## Excerpted records
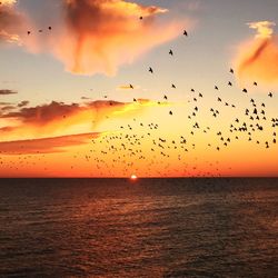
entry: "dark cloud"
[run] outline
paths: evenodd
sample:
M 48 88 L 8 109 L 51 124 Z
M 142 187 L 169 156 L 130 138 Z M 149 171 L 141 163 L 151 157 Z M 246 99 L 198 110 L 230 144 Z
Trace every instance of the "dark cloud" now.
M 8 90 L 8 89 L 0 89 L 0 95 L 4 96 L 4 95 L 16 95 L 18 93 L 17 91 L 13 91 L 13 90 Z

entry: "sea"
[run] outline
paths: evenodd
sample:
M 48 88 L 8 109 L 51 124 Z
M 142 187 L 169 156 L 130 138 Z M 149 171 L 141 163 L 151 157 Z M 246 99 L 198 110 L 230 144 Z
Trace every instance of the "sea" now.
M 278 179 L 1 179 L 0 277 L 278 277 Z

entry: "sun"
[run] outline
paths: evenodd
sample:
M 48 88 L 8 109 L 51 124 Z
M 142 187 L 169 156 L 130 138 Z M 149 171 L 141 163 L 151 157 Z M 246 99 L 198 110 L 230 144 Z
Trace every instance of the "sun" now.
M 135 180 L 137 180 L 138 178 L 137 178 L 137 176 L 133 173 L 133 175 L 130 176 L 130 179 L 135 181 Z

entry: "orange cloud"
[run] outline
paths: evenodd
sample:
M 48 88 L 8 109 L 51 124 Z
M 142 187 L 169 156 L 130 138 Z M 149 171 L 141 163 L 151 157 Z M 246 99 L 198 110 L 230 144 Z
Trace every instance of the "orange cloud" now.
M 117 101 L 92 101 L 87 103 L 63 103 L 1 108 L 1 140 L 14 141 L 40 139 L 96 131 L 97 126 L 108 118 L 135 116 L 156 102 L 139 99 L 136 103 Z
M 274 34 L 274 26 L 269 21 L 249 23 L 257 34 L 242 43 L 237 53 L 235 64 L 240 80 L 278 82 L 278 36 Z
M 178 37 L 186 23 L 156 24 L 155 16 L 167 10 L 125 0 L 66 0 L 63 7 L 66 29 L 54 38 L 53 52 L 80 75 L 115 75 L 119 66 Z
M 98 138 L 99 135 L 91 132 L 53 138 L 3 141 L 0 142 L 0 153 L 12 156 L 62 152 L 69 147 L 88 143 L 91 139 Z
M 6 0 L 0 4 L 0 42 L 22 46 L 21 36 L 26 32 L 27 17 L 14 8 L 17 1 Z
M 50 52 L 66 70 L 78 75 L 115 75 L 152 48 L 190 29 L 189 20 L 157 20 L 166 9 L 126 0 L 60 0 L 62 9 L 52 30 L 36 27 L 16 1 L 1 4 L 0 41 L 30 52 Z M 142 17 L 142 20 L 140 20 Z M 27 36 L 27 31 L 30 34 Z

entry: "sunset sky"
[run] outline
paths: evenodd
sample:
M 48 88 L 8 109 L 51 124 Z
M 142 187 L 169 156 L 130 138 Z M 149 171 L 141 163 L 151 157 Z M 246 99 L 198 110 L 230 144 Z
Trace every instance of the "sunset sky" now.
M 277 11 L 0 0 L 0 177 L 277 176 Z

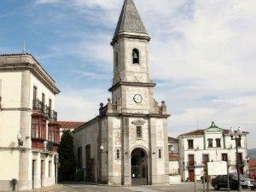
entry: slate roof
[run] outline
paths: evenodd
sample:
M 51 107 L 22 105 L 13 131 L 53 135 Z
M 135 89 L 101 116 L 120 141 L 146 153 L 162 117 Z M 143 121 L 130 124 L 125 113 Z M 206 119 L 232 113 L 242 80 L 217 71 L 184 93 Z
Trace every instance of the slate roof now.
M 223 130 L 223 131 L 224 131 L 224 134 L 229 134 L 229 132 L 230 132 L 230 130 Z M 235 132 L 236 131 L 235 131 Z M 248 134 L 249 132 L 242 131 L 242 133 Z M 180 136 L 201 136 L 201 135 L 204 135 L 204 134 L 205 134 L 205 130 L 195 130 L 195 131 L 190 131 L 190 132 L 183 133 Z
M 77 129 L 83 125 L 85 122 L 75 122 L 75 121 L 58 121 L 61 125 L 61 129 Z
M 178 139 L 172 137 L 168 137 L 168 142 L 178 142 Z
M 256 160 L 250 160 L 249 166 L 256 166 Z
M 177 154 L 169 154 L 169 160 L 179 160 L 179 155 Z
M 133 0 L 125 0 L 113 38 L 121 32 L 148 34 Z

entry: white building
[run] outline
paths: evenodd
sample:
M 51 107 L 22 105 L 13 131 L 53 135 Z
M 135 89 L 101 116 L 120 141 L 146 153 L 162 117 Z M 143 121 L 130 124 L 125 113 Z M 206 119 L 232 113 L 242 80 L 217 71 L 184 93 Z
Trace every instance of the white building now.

## What to produce
Extract every one of the lines above and reproduce each one word for word, omitting the pictures.

## In response
entry: "dark cloud"
[run] outline
paths: evenodd
sample:
M 48 88 L 8 109 L 51 124 Z
M 142 187 L 169 156 L 130 138 Z M 149 171 L 141 163 L 151 157 Z M 246 99 L 198 110 L 230 144 Z
Trace every instance of the "dark cloud" now.
M 8 90 L 8 89 L 0 89 L 0 95 L 4 96 L 4 95 L 16 95 L 18 93 L 17 91 L 13 91 L 13 90 Z

entry: "sea"
[run] outline
paths: evenodd
sample:
M 48 88 L 8 109 L 51 124 Z
M 142 187 L 169 156 L 130 138 Z M 149 171 L 141 163 L 151 157 Z M 246 99 L 198 110 L 230 144 Z
Trace every instance of the "sea" now.
M 278 179 L 1 179 L 0 277 L 278 277 Z

entry: "sun"
[run] outline
paths: evenodd
sample:
M 48 88 L 8 109 L 51 124 Z
M 142 187 L 169 156 L 130 138 Z M 149 171 L 141 163 L 151 157 Z M 246 99 L 198 110 L 230 144 Z
Trace every instance of the "sun" now.
M 135 180 L 137 180 L 138 178 L 137 178 L 137 176 L 133 173 L 133 175 L 130 176 L 130 179 L 135 181 Z

entry: "orange cloud"
[run] outline
paths: evenodd
sample:
M 48 88 L 8 109 L 51 124 Z
M 142 187 L 169 156 L 130 138 Z M 149 171 L 141 163 L 151 157 Z M 246 99 L 198 110 L 230 144 Z
Trace every instance of the "orange cloud" now.
M 117 101 L 92 101 L 87 103 L 63 103 L 1 108 L 1 140 L 14 141 L 40 139 L 96 131 L 97 126 L 108 118 L 135 116 L 156 102 L 139 99 L 136 103 Z
M 274 34 L 274 26 L 269 21 L 249 23 L 257 34 L 242 43 L 237 53 L 235 64 L 240 80 L 278 82 L 278 36 Z
M 178 37 L 186 23 L 156 24 L 155 16 L 167 10 L 125 0 L 66 0 L 63 7 L 66 29 L 54 38 L 53 52 L 80 75 L 115 75 L 119 66 Z
M 98 138 L 99 135 L 91 132 L 53 138 L 3 141 L 0 142 L 0 153 L 12 156 L 62 152 L 69 147 L 88 143 L 91 139 Z
M 6 0 L 0 4 L 0 42 L 22 46 L 21 36 L 26 32 L 27 17 L 14 8 L 17 1 Z
M 50 52 L 66 70 L 78 75 L 115 75 L 152 48 L 190 29 L 189 20 L 157 20 L 166 9 L 126 0 L 60 0 L 62 9 L 52 30 L 36 27 L 16 1 L 1 4 L 0 41 L 30 52 Z M 142 17 L 142 20 L 140 20 Z M 27 36 L 27 31 L 30 34 Z

entry: "sunset sky"
[run] outline
paths: evenodd
sample:
M 48 88 L 8 109 L 51 124 Z
M 142 187 L 169 156 L 130 138 Z M 149 171 L 141 163 L 151 157 Z M 246 99 L 198 110 L 230 144 Z
Trace every instance of the "sunset sky" now.
M 277 11 L 0 0 L 0 177 L 277 176 Z

entry: slate roof
[run] outline
paths: evenodd
sample:
M 51 107 L 22 105 L 13 131 L 53 135 Z
M 135 89 L 101 116 L 120 141 L 146 153 L 162 117 Z M 143 121 L 130 124 L 125 113 Z M 206 119 L 232 113 L 242 80 L 217 71 L 184 93 Z
Trace every instance of the slate roof now.
M 223 130 L 223 131 L 224 131 L 224 134 L 229 134 L 229 132 L 230 132 L 230 130 Z M 235 132 L 236 131 L 235 131 Z M 248 134 L 249 132 L 242 131 L 242 133 Z M 180 136 L 201 136 L 201 135 L 204 135 L 204 134 L 205 134 L 205 130 L 195 130 L 195 131 L 190 131 L 190 132 L 183 133 Z
M 77 129 L 83 125 L 85 122 L 75 122 L 75 121 L 58 121 L 61 125 L 61 129 Z
M 178 139 L 172 137 L 168 137 L 168 142 L 178 142 Z
M 256 160 L 250 160 L 249 166 L 256 166 Z
M 177 154 L 169 154 L 169 160 L 179 160 L 179 155 Z
M 133 0 L 125 0 L 113 38 L 121 32 L 148 34 Z

entry: white building
[run] outline
paths: evenodd
sample:
M 51 107 L 22 105 L 13 131 L 53 135 Z
M 135 89 L 101 116 L 120 141 L 146 153 L 162 117 Z M 143 121 L 130 124 L 125 113 Z M 206 119 L 232 113 L 242 80 L 217 71 L 184 93 Z
Trace every instance of the white building now.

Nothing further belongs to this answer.